Your task -
Extract every line of the listing below that contains the word "daisy", copying each such line in full. Treat the match as case-sensitive.

Extracted data entries
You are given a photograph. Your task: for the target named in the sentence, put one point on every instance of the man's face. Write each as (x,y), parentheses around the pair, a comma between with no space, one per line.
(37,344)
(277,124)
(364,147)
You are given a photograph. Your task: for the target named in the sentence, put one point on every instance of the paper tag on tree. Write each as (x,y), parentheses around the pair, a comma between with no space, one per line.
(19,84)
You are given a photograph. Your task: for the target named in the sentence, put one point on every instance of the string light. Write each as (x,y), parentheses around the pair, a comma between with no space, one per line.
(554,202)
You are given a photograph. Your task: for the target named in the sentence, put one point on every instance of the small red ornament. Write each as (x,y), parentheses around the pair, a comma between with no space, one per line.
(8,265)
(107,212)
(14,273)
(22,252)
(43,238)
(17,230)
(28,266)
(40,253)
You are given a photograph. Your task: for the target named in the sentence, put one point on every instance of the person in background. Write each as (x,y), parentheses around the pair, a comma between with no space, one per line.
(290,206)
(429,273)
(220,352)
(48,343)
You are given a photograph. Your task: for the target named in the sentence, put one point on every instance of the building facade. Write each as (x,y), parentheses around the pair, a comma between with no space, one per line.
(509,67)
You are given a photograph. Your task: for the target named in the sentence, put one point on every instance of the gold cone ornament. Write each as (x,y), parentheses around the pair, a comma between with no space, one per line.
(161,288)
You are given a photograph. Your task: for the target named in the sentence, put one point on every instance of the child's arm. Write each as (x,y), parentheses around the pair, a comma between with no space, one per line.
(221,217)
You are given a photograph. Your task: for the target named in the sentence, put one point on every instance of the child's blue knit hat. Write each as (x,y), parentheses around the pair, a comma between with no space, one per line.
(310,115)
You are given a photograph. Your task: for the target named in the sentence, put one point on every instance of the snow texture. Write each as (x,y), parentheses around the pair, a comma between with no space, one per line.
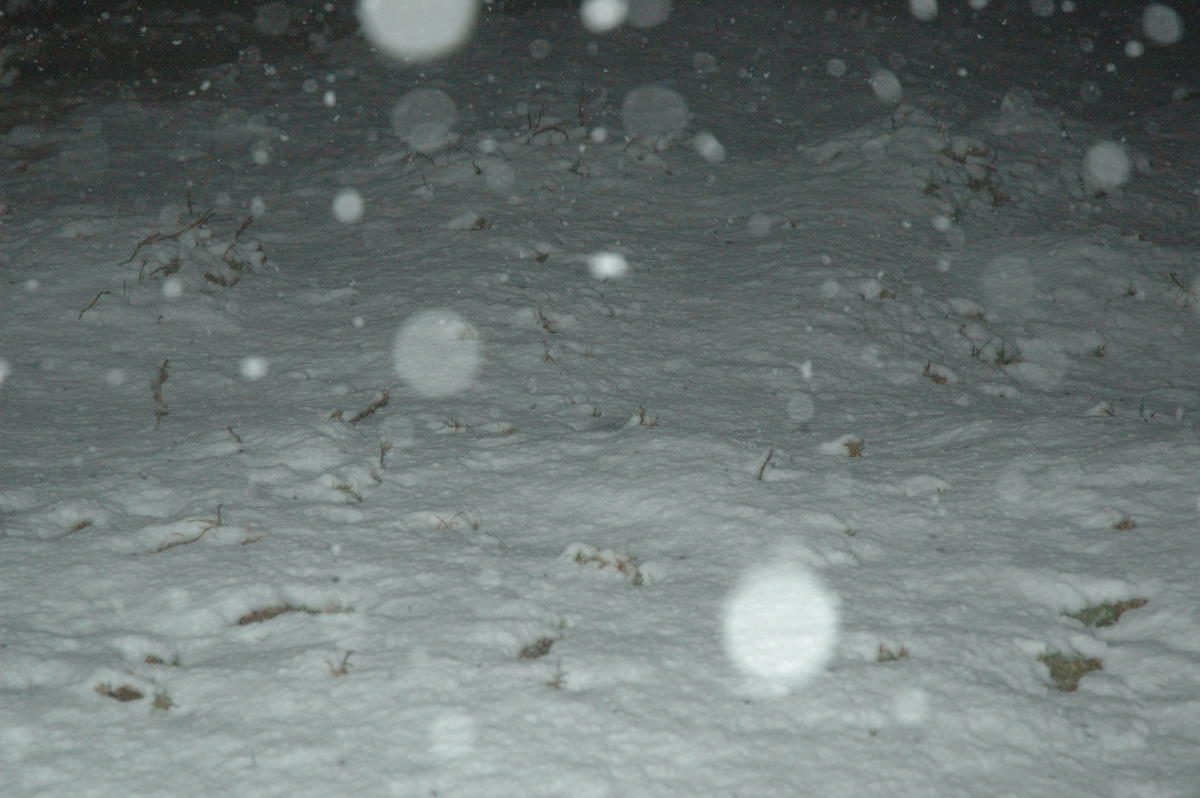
(747,400)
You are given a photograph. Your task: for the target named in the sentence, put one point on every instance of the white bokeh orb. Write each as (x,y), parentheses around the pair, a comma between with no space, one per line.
(347,207)
(437,353)
(780,625)
(418,30)
(601,16)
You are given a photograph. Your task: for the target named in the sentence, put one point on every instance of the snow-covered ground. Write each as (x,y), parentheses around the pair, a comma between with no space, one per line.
(768,400)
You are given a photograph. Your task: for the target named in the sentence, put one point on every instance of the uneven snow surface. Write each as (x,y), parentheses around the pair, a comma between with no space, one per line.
(751,400)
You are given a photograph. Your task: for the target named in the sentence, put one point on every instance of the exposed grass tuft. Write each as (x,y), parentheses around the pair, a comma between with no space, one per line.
(1067,671)
(1107,612)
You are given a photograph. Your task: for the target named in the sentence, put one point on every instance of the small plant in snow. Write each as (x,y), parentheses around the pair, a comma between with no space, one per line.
(887,655)
(342,667)
(537,649)
(1066,671)
(1105,613)
(623,564)
(124,694)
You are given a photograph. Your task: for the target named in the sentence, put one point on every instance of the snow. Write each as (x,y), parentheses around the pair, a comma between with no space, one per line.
(678,409)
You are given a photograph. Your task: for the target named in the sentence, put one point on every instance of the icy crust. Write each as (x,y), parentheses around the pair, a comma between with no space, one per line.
(916,363)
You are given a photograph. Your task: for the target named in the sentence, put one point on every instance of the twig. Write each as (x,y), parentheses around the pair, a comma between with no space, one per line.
(161,408)
(93,304)
(154,238)
(763,467)
(371,408)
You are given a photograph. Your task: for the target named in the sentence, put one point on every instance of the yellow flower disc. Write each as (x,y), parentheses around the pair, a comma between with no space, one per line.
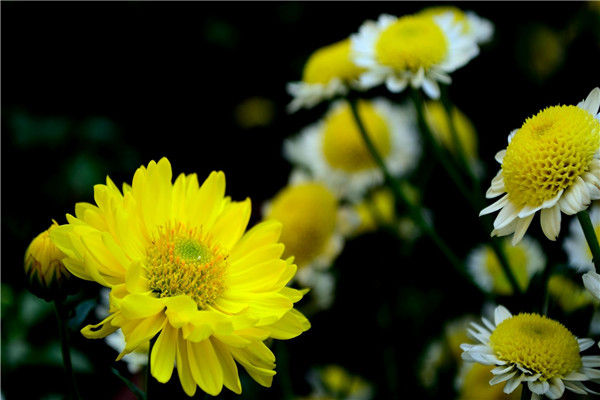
(410,43)
(538,344)
(548,153)
(308,214)
(331,62)
(517,258)
(343,145)
(182,261)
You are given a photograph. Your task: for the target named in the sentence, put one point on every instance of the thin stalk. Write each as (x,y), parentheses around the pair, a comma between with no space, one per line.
(414,211)
(63,334)
(590,235)
(474,200)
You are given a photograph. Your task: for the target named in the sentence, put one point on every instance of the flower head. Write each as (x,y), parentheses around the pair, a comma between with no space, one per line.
(525,260)
(308,212)
(475,26)
(419,50)
(333,151)
(534,349)
(551,165)
(328,72)
(182,268)
(46,274)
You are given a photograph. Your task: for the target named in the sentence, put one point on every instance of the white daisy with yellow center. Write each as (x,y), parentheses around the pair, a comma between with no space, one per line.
(534,349)
(333,150)
(419,50)
(525,260)
(309,215)
(551,165)
(328,72)
(575,245)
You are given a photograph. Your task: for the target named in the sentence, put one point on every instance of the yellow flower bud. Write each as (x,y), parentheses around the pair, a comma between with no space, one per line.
(46,274)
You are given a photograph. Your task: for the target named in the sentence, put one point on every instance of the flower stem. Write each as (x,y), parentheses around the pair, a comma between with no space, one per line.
(475,200)
(590,235)
(399,195)
(61,317)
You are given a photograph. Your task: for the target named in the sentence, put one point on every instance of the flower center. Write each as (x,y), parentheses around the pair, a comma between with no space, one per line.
(308,214)
(331,62)
(548,153)
(410,43)
(183,261)
(517,258)
(538,344)
(343,145)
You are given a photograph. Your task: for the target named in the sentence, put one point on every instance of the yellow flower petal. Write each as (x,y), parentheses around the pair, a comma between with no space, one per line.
(162,359)
(205,367)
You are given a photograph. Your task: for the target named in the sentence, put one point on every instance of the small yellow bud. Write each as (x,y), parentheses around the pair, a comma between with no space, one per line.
(46,274)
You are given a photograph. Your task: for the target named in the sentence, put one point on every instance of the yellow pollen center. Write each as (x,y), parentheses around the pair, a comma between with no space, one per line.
(182,261)
(548,153)
(308,215)
(538,344)
(331,62)
(410,43)
(343,145)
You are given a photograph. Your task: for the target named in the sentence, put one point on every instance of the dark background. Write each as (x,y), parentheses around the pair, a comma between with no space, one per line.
(91,89)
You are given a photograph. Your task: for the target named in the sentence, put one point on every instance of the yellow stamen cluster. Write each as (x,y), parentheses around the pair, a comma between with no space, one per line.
(548,153)
(331,62)
(182,261)
(410,43)
(538,344)
(343,146)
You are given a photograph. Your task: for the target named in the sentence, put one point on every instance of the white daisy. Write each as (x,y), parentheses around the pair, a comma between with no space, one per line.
(525,260)
(309,214)
(534,349)
(551,165)
(333,151)
(575,244)
(328,72)
(479,28)
(419,50)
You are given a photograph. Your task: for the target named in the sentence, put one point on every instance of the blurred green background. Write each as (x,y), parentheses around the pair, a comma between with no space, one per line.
(100,88)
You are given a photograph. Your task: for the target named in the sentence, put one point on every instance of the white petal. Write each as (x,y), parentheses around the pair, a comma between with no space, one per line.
(550,221)
(500,314)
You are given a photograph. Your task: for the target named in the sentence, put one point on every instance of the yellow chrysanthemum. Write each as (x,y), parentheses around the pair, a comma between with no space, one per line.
(182,268)
(420,50)
(46,274)
(552,164)
(534,349)
(328,72)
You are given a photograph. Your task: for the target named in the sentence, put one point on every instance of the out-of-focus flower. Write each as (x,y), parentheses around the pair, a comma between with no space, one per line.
(182,267)
(46,274)
(333,382)
(419,50)
(479,28)
(567,294)
(439,123)
(575,245)
(329,72)
(333,151)
(256,111)
(308,212)
(534,349)
(551,165)
(526,258)
(472,384)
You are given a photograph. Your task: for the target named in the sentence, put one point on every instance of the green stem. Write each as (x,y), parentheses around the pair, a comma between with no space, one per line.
(399,195)
(474,200)
(590,235)
(63,334)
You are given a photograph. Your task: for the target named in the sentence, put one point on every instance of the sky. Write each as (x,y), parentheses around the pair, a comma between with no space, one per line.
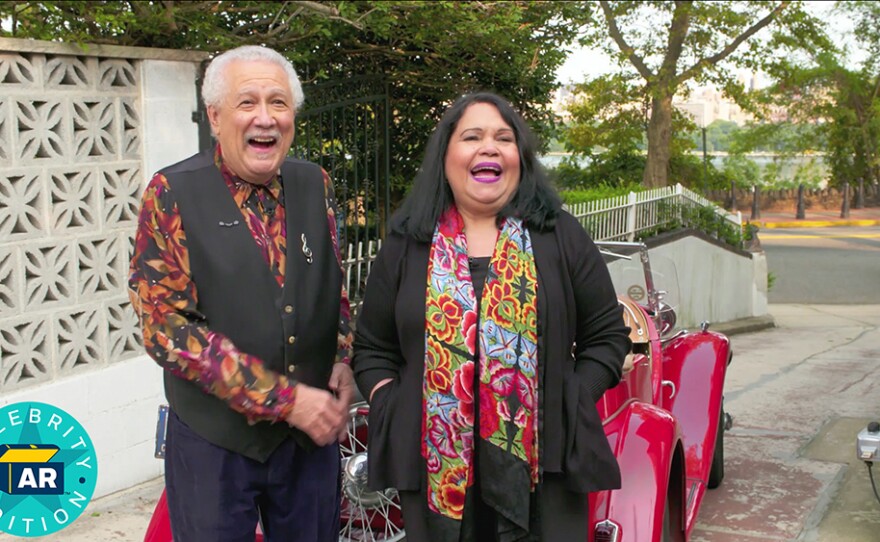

Finished task -
You are given a photograph. Your task: for the target named in the sentence, put one point on every instance of the white daisy with yellow center. Write each as (x,y), parentheses around the pair, a comma between with no space, one per line.
You are given a photograph. Your task: for the target named in the sentence, put one point on every instance of the white daisy. Write each as (x,y), parentheses around the pair, a comma between with no space, one per line.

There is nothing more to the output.